(Position annotation records)
## begin

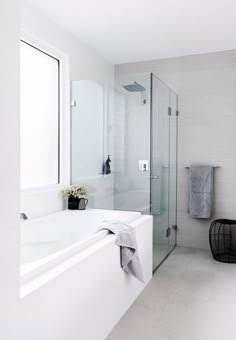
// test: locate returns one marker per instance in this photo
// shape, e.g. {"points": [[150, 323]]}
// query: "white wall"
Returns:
{"points": [[84, 63], [206, 85], [9, 169]]}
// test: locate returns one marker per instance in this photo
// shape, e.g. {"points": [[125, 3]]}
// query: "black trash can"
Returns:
{"points": [[222, 237]]}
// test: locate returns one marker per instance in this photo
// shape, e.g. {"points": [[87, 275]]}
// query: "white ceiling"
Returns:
{"points": [[134, 30]]}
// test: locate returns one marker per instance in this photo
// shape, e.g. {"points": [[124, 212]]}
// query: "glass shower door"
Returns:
{"points": [[163, 169], [173, 170], [159, 183]]}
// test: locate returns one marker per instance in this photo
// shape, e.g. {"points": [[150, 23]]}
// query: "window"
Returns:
{"points": [[40, 118]]}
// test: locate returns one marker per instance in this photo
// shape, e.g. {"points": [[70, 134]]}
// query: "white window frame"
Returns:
{"points": [[64, 111]]}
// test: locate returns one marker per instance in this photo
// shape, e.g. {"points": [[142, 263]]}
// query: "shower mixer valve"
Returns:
{"points": [[143, 165]]}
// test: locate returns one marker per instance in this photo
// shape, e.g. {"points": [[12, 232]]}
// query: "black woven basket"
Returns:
{"points": [[222, 237]]}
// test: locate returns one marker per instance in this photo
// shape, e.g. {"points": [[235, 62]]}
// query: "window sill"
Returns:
{"points": [[47, 188]]}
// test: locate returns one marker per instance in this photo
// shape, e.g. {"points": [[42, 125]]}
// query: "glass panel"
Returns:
{"points": [[160, 169], [173, 170], [39, 118], [132, 183], [88, 120]]}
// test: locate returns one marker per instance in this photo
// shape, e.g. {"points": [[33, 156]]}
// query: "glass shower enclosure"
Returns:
{"points": [[136, 125]]}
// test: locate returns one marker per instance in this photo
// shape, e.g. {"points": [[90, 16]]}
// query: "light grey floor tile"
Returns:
{"points": [[191, 297]]}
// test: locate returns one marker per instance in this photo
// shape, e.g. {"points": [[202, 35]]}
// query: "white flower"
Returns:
{"points": [[74, 191]]}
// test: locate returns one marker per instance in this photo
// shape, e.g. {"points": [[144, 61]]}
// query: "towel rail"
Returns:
{"points": [[215, 166]]}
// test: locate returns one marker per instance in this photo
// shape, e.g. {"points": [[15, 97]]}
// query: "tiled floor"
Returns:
{"points": [[191, 297]]}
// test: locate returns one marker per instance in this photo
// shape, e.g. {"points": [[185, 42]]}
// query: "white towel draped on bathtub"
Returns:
{"points": [[126, 240]]}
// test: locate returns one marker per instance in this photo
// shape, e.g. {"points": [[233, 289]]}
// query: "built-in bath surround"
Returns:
{"points": [[68, 265]]}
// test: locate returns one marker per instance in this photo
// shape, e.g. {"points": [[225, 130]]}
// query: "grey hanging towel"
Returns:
{"points": [[126, 240], [200, 191]]}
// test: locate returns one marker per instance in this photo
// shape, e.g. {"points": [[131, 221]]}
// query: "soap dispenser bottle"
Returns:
{"points": [[107, 166]]}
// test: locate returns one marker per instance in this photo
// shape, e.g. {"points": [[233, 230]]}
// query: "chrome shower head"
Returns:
{"points": [[135, 87]]}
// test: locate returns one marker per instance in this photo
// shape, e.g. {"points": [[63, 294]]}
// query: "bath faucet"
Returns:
{"points": [[23, 216]]}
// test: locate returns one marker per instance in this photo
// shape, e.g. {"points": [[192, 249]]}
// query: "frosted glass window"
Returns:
{"points": [[39, 118]]}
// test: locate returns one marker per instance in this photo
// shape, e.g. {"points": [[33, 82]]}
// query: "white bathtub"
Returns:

## end

REQUIREMENTS: How many rows contain the word "white"? Give only the number.

OUTPUT: 6